* Document

************

- Born: Satoshi Ashikawa May 7, 1953
- Died: July 28, 1983 (aged 30)
- Genres: Ambient; minimal; environmental; electronic;
- Occupations: Composer; Producer; Record store owner;
- Instrument: Synthesizer
- Years active: 1974-83

= Satoshi Ashikawa =

Satoshi Ashikawa (芦川聡) was a Japanese musician, composer, producer and record store owner. He is considered one of the earliest flag bearers of ambient music in Japan.

==Life and career==
Ashikawa graduated from the Department of Sociology at Tokyo's Keio University in 1977. His first musical performance was at Sōgetsu Kaikan Hall in 1974 and he participated in performances at many galleries and cultural spaces across Japan during the late 1970s.

Ashikawa founded the record and book store Art Vivant in Ikebukuro, Tokyo in 1975. The shop was one of the first in Japan to import Brian Eno's Ambient records alongside a niche selection of avant garde and ethnographic LPs, and became a hub for the influential kankyō ongaku (環境音楽) 'environmental music' scene. Ashikawa's keyboard piece 'Still Space' was later featured as the opening track on Light in the Attic's compilation Kankyō Ongaku: Japanese Ambient, Environmental & New Age Music 1980-1990.

===Sound Process and Still Way===
In 1982, Ashikawa co-founded the record label Sound Process with colleague Munetaka Tanaka, which soon grew into a sound design consultancy firm and book publisher. The label released three LPs as part of the Wave Notation series: Hiroshi Yoshimura's Music For Nine Post Cards (1982), Ashikawa's Still Way (1982) and Satsuki Shibano's Erik Satie (France 1866-1925) (1984). Still Way was Ashikawa's only full-length release and featured celebrated percussionist Midori Takada alongside harp, piano and flute players. Ashikawa described the album as "intended to be listened to in a casual manner, as a musical landscape or a sound object... not something that would stimulate listeners but music that should drift like smoke and become part of the environment."

************

(Records from a collection)

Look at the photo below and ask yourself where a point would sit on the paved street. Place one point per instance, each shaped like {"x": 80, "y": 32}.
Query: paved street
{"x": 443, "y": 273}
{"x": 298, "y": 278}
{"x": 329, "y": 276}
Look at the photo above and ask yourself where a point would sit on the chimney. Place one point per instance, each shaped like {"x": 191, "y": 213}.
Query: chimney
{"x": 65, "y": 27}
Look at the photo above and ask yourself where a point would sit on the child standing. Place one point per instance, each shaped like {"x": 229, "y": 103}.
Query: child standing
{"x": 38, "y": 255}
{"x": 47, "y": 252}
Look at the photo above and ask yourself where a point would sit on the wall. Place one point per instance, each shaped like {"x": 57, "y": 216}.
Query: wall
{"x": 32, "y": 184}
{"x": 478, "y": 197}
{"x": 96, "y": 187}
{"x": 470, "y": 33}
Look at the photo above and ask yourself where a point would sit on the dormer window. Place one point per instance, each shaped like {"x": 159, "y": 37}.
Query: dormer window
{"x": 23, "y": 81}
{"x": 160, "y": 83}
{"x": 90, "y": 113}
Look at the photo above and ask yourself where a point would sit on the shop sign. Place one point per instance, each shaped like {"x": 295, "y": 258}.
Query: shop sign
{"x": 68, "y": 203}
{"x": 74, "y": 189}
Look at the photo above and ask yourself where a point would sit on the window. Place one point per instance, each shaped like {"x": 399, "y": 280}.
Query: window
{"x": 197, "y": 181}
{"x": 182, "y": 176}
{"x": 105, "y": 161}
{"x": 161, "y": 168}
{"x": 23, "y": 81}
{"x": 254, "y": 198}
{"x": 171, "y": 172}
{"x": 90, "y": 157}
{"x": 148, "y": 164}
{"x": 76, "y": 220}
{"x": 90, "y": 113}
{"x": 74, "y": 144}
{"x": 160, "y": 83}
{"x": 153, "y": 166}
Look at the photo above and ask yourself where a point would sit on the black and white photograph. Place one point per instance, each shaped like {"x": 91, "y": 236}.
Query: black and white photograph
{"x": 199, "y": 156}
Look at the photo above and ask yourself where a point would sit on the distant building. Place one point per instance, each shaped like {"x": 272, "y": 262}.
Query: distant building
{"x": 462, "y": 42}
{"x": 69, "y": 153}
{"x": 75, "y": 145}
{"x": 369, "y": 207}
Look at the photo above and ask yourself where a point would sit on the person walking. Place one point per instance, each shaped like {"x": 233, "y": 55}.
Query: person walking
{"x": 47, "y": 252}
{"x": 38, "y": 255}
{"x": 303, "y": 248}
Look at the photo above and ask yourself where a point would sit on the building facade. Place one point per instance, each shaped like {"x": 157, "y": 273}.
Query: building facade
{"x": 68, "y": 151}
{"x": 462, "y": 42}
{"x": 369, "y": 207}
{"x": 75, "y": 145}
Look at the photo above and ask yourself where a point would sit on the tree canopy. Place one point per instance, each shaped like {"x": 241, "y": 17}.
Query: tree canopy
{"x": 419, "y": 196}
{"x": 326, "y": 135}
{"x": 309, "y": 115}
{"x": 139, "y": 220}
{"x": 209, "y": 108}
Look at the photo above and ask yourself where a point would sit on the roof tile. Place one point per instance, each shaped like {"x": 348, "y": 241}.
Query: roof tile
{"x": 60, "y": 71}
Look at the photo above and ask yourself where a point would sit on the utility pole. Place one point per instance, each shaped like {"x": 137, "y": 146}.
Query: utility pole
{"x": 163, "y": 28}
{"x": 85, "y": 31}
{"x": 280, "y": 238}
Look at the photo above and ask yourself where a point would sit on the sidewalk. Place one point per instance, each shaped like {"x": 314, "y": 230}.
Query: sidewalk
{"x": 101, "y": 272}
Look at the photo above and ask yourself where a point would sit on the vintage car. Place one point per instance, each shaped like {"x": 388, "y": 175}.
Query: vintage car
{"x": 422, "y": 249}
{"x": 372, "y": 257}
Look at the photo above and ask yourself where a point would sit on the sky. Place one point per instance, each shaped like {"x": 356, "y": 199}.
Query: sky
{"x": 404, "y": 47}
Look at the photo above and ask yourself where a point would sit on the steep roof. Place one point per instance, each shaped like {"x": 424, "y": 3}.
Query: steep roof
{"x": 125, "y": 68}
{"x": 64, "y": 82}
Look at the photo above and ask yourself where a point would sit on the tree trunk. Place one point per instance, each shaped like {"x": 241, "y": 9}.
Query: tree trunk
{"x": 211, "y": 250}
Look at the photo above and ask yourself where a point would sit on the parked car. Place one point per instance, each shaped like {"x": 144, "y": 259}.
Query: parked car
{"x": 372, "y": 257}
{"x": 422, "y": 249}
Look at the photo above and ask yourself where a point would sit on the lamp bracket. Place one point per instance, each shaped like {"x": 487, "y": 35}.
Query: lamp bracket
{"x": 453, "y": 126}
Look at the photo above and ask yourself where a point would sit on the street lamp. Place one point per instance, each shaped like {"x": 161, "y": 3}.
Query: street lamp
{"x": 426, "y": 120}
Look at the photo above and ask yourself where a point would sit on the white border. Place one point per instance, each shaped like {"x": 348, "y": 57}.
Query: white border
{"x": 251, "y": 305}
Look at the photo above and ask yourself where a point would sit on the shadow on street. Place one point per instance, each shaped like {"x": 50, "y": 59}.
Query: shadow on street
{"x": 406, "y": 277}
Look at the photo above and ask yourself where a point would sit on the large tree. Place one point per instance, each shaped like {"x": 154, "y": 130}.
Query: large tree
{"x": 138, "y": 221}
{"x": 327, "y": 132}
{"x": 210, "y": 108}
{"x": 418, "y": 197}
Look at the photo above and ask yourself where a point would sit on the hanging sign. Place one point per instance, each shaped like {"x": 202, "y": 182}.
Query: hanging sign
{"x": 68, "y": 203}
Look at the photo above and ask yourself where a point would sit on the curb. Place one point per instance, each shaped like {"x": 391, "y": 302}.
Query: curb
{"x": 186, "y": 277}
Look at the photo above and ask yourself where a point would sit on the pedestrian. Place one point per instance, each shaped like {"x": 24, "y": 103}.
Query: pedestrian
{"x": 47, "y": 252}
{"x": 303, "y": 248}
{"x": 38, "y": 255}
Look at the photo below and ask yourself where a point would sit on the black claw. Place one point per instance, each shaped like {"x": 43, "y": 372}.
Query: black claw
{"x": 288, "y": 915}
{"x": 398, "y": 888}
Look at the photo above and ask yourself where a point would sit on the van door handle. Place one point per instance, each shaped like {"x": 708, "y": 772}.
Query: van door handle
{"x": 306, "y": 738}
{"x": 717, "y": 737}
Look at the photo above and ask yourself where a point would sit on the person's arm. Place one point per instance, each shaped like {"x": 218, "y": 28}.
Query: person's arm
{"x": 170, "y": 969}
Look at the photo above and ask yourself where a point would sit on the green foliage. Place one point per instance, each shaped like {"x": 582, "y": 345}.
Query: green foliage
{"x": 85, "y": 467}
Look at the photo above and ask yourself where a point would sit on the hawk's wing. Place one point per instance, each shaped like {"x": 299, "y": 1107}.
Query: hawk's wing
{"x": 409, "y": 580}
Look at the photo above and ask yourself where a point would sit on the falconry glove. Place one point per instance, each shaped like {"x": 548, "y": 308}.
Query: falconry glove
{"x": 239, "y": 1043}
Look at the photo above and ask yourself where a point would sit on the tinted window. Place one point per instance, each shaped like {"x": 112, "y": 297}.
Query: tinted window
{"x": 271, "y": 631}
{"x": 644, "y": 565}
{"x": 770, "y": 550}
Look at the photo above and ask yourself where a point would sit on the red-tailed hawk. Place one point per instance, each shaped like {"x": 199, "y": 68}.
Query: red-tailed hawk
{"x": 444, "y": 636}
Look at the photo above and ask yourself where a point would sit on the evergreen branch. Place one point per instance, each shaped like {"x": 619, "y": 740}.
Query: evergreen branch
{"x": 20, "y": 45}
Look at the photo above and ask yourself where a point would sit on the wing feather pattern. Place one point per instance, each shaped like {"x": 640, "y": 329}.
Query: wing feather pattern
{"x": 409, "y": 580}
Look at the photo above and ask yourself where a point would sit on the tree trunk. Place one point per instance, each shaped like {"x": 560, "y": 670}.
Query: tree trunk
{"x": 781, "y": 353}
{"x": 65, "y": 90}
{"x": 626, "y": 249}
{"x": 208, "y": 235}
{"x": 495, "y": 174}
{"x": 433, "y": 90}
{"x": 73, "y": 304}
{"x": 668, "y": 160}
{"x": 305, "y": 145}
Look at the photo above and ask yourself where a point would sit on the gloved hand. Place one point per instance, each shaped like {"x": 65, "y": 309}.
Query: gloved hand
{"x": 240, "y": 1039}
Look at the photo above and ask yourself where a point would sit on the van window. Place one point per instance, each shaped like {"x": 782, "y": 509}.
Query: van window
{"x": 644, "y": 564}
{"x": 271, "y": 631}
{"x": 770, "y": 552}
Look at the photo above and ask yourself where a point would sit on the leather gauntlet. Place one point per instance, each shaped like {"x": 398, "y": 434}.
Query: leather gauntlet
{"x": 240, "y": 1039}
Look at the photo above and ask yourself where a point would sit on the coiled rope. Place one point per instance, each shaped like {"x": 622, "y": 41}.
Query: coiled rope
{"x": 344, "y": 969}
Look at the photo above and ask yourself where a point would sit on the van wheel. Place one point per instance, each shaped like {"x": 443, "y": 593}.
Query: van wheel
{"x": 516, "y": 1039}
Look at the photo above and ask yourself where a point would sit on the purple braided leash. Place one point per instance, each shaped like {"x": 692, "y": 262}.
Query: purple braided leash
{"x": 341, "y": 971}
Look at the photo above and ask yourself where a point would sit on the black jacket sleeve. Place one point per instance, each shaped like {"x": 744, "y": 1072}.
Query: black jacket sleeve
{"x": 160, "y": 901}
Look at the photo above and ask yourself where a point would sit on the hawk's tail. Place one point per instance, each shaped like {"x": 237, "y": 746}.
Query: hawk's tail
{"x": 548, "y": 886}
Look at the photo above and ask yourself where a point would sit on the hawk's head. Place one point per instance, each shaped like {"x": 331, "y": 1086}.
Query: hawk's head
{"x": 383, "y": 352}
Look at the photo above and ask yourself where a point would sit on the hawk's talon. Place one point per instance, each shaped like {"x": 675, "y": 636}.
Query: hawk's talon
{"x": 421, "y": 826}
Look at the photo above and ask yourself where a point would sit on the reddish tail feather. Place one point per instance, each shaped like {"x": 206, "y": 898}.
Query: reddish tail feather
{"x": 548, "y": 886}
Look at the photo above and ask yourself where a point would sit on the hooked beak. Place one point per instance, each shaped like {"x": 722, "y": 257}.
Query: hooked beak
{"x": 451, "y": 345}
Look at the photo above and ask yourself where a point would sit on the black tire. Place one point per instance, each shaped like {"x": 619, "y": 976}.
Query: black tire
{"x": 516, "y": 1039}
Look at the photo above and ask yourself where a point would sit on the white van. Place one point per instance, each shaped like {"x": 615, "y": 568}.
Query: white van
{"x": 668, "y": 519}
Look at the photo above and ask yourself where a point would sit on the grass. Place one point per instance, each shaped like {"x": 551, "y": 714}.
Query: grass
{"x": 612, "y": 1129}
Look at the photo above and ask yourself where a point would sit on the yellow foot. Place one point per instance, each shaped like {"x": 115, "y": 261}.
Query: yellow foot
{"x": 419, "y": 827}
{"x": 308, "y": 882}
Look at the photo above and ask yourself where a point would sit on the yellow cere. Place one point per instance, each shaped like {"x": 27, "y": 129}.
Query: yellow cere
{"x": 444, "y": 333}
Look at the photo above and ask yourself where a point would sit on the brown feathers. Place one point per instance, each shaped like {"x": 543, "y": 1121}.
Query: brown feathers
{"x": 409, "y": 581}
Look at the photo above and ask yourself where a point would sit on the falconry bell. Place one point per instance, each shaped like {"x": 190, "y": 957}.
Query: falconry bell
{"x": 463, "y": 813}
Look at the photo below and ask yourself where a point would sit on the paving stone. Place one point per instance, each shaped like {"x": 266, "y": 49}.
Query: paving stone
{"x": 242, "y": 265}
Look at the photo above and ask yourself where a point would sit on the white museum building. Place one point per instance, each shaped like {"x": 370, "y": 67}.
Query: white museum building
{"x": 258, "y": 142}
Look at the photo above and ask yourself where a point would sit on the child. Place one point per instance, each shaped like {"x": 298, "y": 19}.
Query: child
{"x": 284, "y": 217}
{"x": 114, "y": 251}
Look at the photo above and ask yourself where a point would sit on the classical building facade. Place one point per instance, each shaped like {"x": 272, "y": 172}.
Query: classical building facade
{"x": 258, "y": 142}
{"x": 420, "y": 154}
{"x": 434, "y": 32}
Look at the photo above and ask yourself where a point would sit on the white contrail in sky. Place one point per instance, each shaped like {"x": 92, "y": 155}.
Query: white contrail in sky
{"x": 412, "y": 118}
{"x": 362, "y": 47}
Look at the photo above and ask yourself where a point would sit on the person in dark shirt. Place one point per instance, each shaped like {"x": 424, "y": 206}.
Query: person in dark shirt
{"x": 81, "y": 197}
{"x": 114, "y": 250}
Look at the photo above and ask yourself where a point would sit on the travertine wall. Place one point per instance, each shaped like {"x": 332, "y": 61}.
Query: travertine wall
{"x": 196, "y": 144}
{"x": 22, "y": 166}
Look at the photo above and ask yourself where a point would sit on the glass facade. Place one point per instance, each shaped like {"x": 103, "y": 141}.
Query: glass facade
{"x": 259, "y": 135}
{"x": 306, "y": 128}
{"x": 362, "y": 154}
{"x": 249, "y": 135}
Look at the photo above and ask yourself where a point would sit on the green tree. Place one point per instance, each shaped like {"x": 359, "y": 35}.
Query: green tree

************

* Your tasks
a) According to the Satoshi Ashikawa article, in what year did Ashikawa found the Art Vivant store?
b) Write out the Satoshi Ashikawa article starting with "- Genres: Ambient;" and going on through "music in Japan.", switching "flag bearers" to "pioneers".

* Answers to the problems
a) 1975

b)
- Genres: Ambient; minimal; environmental; electronic;
- Occupations: Composer; Producer; Record store owner;
- Instrument: Synthesizer
- Years active: 1974-83

= Satoshi Ashikawa =

Satoshi Ashikawa (芦川聡) was a Japanese musician, composer, producer and record store owner. He is considered one of the earliest pioneers of ambient music in Japan.